··· Excerpted text
How can I create new NvBufSurface from cv::cuda::GpuMat with NVBUF_MEM_SURFACE_ARRAY

• Hardware Platform (Jetson / GPU) Jetson
• DeepStream Version 6.3
• JetPack Version (valid for Jetson only) 5.1.2

Hello, I’m building custom element by using nvdsvideotemplate. In this element, I received a buffer from upstream. and do some processing using cv::cuda and I should make a new GstBuffer from this cv::cuda::GpuMat.
my output cv::cuda::GpuMat is output_nv12_mat

NvBufSurfaceCreateParams create_params = {0};
create_params.gpuId = 0;
create_params.width = m_video_width;
create_params.height = m_video_height;
create_params.colorFormat = NVBUF_COLOR_FORMAT_NV12;
create_params.layout = NVBUF_LAYOUT_PITCH;
create_params.memType = NVBUF_MEM_CUDA_UNIFIED;

new_surf->numFilled = 1;
        cudaMemcpy2DAsync(new_surf->surfaceList[0].dataPtr, new_surf->surfaceList[0].pitch,
                                  output_nv12_mat.data, output_nv12_mat.step, m_video_width,
                                  m_video_height, cudaMemcpyDeviceToDevice,
                                  m_config_params.cuda_stream);

        // Copy UV plane
        cudaMemcpy2DAsync(static_cast<uint8_t *>(new_surf->surfaceList[0].dataPtr) +
                                                                    new_surf->surfaceList[0].pitch * m_video_height,
                          new_surf->surfaceList[0].pitch,
                          output_nv12_mat.data + output_nv12_mat.step * m_video_height,
                          output_nv12_mat.step, m_video_width, m_video_height / 2,
                          cudaMemcpyDeviceToDevice, m_config_params.cuda_stream);
        cudaStreamSynchronize(m_config_params.cuda_stream);

NvBufSurfTransformSetSessionParams(&m_config_params);
GstBuffer *newGstOutBuf = NULL;
gst_buffer_pool_acquire_buffer(m_dsBufferPool, &newGstOutBuf, NULL);
NvBufSurface *out_surf = getNvBufSurface(newGstOutBuf);
out_surf->numFilled = new_surf->numFilled;
out_surf->batchSize = new_surf->batchSize;//
NvBufSurfTransformParams transform_params;
transform_params.transform_flag = NVBUFSURF_TRANSFORM_FILTER;
transform_params.transform_flip = NvBufSurfTransform_None;
transform_params.transform_filter = NvBufSurfTransformInter_Default;
NvBufSurfTransform(new_surf, out_surf, &transform_params);
NvBufSurfaceDestroy(new_surf);

This is working code, And after passing this buffer to encoder, I was able to save correct image.
But it seems to make a unnecessary memory copy because, I made NvBufSurface with NVBUF_MEM_CUDA_UNIFIED memory and convert this to NVBUF_MEM_SURFACE_ARRAY. And I set config params as below, So It seems to use GPU for this transform.
······
··· Records supplied
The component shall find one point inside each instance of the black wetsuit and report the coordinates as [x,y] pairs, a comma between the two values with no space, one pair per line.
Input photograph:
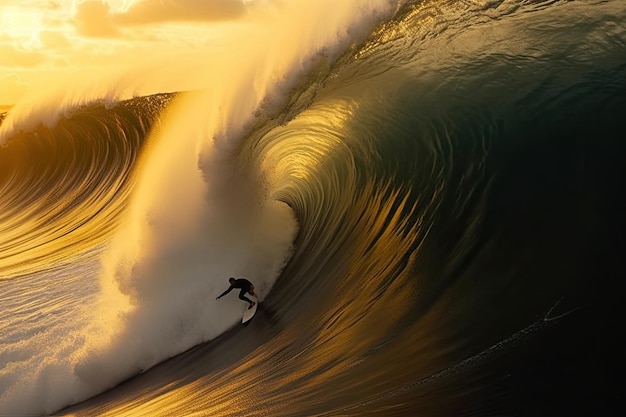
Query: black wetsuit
[245,286]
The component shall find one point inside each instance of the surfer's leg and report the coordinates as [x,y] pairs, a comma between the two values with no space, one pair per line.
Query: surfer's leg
[243,297]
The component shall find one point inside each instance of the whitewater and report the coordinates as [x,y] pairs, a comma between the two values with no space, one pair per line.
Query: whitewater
[427,196]
[196,216]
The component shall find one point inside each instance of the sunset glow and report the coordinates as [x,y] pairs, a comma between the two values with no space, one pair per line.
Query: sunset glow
[43,40]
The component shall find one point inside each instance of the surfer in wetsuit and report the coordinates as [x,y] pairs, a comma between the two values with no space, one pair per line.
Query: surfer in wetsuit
[246,287]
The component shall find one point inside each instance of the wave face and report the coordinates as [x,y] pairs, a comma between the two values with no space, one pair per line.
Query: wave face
[431,212]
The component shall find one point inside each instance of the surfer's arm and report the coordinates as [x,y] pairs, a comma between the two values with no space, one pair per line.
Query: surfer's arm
[225,292]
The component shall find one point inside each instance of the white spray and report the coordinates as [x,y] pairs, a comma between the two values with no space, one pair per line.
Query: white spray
[199,213]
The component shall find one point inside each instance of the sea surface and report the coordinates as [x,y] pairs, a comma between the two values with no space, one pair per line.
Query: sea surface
[427,195]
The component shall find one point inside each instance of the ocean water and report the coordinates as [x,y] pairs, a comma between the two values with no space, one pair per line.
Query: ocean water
[427,195]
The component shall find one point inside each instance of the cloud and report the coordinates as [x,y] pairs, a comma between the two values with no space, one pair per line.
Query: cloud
[157,11]
[53,39]
[11,88]
[93,18]
[12,57]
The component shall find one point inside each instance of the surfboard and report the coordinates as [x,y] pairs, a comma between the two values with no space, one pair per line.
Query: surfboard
[248,313]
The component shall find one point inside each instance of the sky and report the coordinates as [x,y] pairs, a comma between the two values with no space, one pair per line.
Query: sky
[42,40]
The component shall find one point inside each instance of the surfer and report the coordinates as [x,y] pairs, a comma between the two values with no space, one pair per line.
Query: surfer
[246,287]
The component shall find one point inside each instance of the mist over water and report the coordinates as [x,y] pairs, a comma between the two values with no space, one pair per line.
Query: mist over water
[197,212]
[429,208]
······
## [What you will do]
**1)** Please answer these from the forum post on creating an NvBufSurface:
(a) Which DeepStream version is listed?
(b) Which memory type is assigned to create_params.memType?
(c) Which value is assigned to transform_params.transform_flag?
**2)** List every field of create_params that the forum post's code assigns a value to.
Answer from the forum post alone, without using the records.

## [Answers for this exercise]
**1)**
(a) 6.3
(b) NVBUF_MEM_CUDA_UNIFIED
(c) NVBUFSURF_TRANSFORM_FILTER

**2)** gpuId, width, height, colorFormat, layout, memType